=== TEXT SEGMENT ===
Calude give 100% passmark for code generated by kimi and sometimes it say, its better than what claude proposed. Absolutely best os model.
Seems that K2.5 has lost a lot of the personality from K2 unfortunately, talks in more ChatGPT/Gemini/C-3PO style now. It's not explictly bad, I'm sure most people won't care but it was something that made it unique so it's a shame to see it go.
examples to illustrate
https://www.kimi.com/share/19c115d6-6402-87d5-8000-000062fec... (K2.5)
https://www.kimi.com/share/19c11615-8a92-89cb-8000-000063ee6... (K2)
Kimi K2T was good. This model is outstanding, based on the time I've had to test it (basically since it came out). It's so good at following my instructions, staying on task, and not getting context poisoned. I don't use Claude or GPT, so I can't say how good it is compared to them, but it's definitely head and shoulders above the open weight competitors
I have been very impressed with this model and also with the Kimi CLI. I have been using it with the 'Moderato' plan (7 days free, then 19$). A true competitor to Claude Code with Opus.
Do any of these models do well with information retrieval and reasoning from text?
I'm reading newspaper articles through a MoE of gemini3flash and gpt5mini, and what made it hard to use open models (at the time) was a lack of support for pydantic.
This Kimi K2 is so far the best. Gemini is also great, but google is stock in the academic bias of Stanford and MIT and can't think outside the box. China definitely ahead on Ai. Wish somehow someone here in the US, would think different.
I really like the agent swarm thing, is it possible to use that functionality with OpenCode or is that a Kimi CLI specific thing? Does the agent need to be aware of the capability?
I've been quite satisfied lately with MiniMax M-2.1 in opencode.
How does Kimi 2.5 compare to it in real world scenarios?
It's interesting to note that a model that can OpenAI is valued almost 400 times more than moonshotai, despite their models being surprisingly close.
I wonder how K2.5 + OpenCode compares to Opus with CC. If it is close I would let go of my subscription, as probably a lot of people.
Do I need to have two M3U 512GB MacStudios to run this?
===
**QUESTIONS ON THE MATERIAL:**
A) Answer from the Kimi K2.5 thread:
(i) Which plan does one commenter use with the Kimi CLI, and what does it cost after the free days?
(ii) Which model has one commenter been satisfied with in opencode?
(iii) What hardware does the last commenter ask about needing to run the model?
B) Quote the Kimi K2.5 thread from "I've been quite" to "lot of people.".
C) Extend the forum thread on Kimi K2.5 past its last comment.
The material after this thread plays no part in the work here.
=== MATERIAL PROVIDED ===
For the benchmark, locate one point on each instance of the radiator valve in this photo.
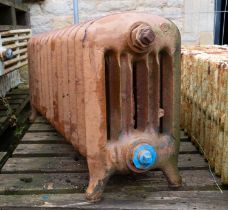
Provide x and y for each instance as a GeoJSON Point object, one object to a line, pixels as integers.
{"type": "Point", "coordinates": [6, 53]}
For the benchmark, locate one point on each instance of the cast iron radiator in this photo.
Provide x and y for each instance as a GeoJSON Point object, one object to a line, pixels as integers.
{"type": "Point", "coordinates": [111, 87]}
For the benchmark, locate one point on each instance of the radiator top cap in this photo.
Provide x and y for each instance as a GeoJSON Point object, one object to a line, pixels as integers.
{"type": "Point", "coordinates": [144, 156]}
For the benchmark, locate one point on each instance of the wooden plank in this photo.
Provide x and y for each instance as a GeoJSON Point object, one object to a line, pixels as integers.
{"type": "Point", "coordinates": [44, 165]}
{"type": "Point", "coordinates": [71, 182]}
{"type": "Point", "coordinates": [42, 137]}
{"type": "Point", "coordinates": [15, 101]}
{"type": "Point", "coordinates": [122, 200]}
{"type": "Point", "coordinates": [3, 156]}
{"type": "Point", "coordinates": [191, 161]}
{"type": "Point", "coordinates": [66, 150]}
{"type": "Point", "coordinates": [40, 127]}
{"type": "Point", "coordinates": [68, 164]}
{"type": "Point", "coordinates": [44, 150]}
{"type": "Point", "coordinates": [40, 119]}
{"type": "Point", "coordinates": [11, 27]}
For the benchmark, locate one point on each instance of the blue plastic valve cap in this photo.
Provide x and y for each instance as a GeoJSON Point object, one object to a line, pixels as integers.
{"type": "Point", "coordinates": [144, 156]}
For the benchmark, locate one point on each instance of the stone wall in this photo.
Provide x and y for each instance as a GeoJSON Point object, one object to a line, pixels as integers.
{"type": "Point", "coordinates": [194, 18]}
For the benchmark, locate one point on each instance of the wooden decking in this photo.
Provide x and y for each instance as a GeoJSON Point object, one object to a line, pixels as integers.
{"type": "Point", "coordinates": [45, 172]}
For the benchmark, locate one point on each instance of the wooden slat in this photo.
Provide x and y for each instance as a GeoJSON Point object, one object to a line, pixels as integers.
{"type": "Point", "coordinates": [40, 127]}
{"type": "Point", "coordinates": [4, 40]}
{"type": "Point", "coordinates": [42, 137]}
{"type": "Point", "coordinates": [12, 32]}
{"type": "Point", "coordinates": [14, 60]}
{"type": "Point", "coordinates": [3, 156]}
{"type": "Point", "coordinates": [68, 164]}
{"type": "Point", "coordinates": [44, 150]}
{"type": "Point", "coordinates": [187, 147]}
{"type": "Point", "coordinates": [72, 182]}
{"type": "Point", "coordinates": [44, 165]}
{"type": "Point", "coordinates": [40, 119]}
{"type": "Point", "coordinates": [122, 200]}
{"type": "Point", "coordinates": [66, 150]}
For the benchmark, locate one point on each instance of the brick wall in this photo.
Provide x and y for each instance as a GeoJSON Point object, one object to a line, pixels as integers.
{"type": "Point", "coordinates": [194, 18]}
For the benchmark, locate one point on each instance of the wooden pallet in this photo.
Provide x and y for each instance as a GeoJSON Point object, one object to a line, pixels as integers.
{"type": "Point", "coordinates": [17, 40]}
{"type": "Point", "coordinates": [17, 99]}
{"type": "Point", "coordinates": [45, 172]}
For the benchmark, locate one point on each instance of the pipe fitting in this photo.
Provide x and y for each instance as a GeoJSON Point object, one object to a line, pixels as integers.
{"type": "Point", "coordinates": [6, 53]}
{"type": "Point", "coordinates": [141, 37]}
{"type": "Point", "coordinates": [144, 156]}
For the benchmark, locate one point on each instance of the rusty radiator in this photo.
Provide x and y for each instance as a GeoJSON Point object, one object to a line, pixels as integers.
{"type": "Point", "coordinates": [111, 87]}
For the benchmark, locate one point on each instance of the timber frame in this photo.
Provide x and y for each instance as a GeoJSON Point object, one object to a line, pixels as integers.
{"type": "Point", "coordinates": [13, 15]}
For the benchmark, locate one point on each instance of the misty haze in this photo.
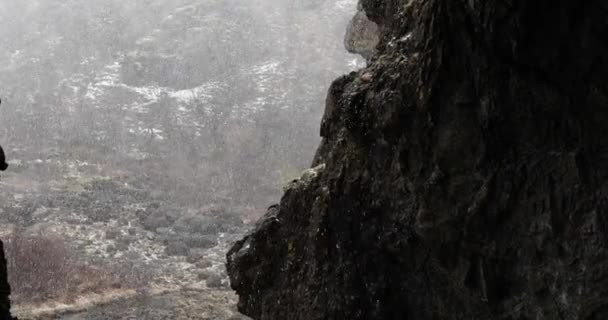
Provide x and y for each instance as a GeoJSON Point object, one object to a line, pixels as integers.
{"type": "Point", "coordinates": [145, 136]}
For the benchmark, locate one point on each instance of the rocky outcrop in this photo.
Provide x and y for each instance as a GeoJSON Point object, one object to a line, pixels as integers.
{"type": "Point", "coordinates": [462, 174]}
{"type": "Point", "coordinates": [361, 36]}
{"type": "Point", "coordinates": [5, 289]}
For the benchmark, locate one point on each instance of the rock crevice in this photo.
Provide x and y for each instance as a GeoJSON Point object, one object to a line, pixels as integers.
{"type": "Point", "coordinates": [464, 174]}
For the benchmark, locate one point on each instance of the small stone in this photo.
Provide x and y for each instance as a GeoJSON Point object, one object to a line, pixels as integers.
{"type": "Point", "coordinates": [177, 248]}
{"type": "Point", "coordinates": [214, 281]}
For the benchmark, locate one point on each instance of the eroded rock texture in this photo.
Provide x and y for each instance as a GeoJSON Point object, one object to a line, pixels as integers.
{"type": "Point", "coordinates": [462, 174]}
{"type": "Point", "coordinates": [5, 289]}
===
**ANSWERS PER TASK:**
A)
(i) The 'Moderato' plan, which is free for 7 days and then costs 19$.
(ii) MiniMax M-2.1.
(iii) Two M3U 512GB MacStudios.

B)
I've been quite satisfied lately with MiniMax M-2.1 in opencode.
How does Kimi 2.5 compare to it in real world scenarios?
It's interesting to note that a model that can OpenAI is valued almost 400 times more than moonshotai, despite their models being surprisingly close.
I wonder how K2.5 + OpenCode compares to Opus with CC. If it is close I would let go of my subscription, as probably a lot of people.

C)
I'm not very familiar with this model series but tried it when prototyping a potential 'Vibesbench' (my eval) conversation I tried it. Here's Kimi on a Robocop scene
kimi k2 thinking turbo
"He’s not being poetic; he’s weaponizing nostalgia. Quoting Casablanca—the ultimate “beautiful sacrifice” romance—to taunt Morton about corporate backstabbing is pure executive sleaze. It’s the same move as his mahogany desk and flag pin: draping sentimental Americana over naked power. He’s essentially saying, “Isn’t it romantic, Bob? You fought the good fight, now you die.” "
grok 4.1
"So when Dick Jones smirks and says, “Time goes by, it’s the same old story… the fight for love and glory, huh, Bob?” that’s pure Ed Neumeier flexing his love of old Hollywood while simultaneously mocking how these psychopathic ’80s execs think they’re in some grand cinematic drama instead of just murdering a guy for market share."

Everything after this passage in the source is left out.